Natural language region descriptions:
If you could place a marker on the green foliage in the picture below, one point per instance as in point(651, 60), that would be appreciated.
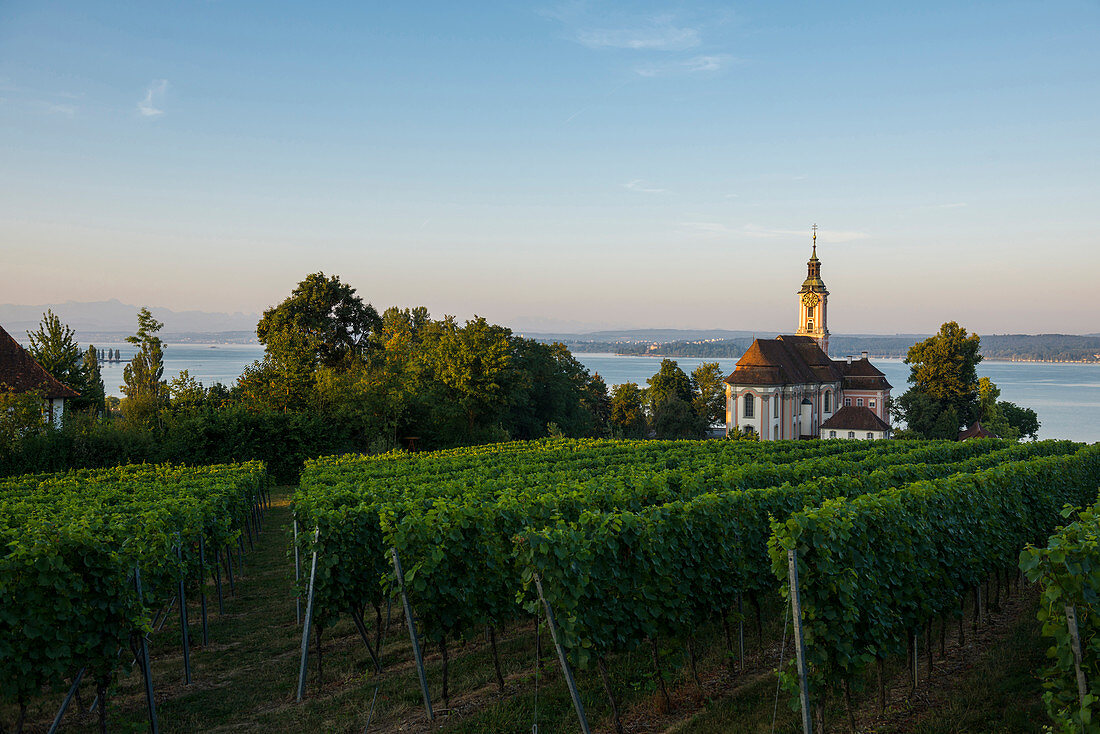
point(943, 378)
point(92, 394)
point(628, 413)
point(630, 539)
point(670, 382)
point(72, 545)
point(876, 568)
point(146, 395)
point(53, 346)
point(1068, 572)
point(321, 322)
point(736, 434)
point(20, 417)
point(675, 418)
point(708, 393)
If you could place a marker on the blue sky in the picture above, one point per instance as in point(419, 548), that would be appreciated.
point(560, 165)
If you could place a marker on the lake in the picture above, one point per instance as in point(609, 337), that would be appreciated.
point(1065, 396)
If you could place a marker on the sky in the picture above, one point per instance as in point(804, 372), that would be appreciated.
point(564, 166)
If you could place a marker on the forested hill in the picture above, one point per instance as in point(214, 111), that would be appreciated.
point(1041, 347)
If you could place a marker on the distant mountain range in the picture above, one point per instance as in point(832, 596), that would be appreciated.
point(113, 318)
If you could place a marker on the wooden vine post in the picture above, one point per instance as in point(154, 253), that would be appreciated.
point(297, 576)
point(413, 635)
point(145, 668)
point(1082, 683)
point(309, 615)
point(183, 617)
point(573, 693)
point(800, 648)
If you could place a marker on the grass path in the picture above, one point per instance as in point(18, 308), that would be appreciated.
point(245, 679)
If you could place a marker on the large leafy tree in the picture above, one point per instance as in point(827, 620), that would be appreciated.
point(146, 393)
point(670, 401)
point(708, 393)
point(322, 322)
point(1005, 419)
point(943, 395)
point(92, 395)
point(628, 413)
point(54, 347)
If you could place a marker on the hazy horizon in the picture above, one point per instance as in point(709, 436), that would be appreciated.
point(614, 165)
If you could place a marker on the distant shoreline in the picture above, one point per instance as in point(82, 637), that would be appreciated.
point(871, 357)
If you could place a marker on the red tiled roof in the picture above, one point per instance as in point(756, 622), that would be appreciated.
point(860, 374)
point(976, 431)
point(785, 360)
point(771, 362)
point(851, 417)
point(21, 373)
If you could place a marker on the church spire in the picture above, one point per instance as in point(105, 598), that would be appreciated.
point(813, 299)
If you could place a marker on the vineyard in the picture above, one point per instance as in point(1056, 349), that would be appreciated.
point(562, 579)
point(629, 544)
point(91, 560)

* **WHAT TO DO**
Each line from the one with "If you could place a marker on the red" through the end of the entries above must be set down exactly, both end lines included, and no other line may appear.

* **RESULT**
If you could place a marker on the red tiled roof in the picture above, one point per instance as in point(756, 622), that would be appreciated.
point(860, 374)
point(976, 431)
point(785, 360)
point(771, 362)
point(851, 417)
point(21, 373)
If you could place a marker on the church spire in the picture above, one point per instance as in point(105, 598), that would be appreciated.
point(813, 299)
If you could place a marker on the vineyard in the picture above, one point per instance as in point(1056, 349), that would be appreciated.
point(562, 579)
point(629, 544)
point(91, 560)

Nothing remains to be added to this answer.